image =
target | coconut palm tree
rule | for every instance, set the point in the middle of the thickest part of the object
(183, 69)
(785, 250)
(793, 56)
==
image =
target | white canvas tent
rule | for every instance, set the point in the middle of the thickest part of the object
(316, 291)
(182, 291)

### [WHAT IS EXPECTED]
If a line of the listing above holds the string "target", copy it.

### [RESULT]
target | coconut palm tree
target | white canvas tent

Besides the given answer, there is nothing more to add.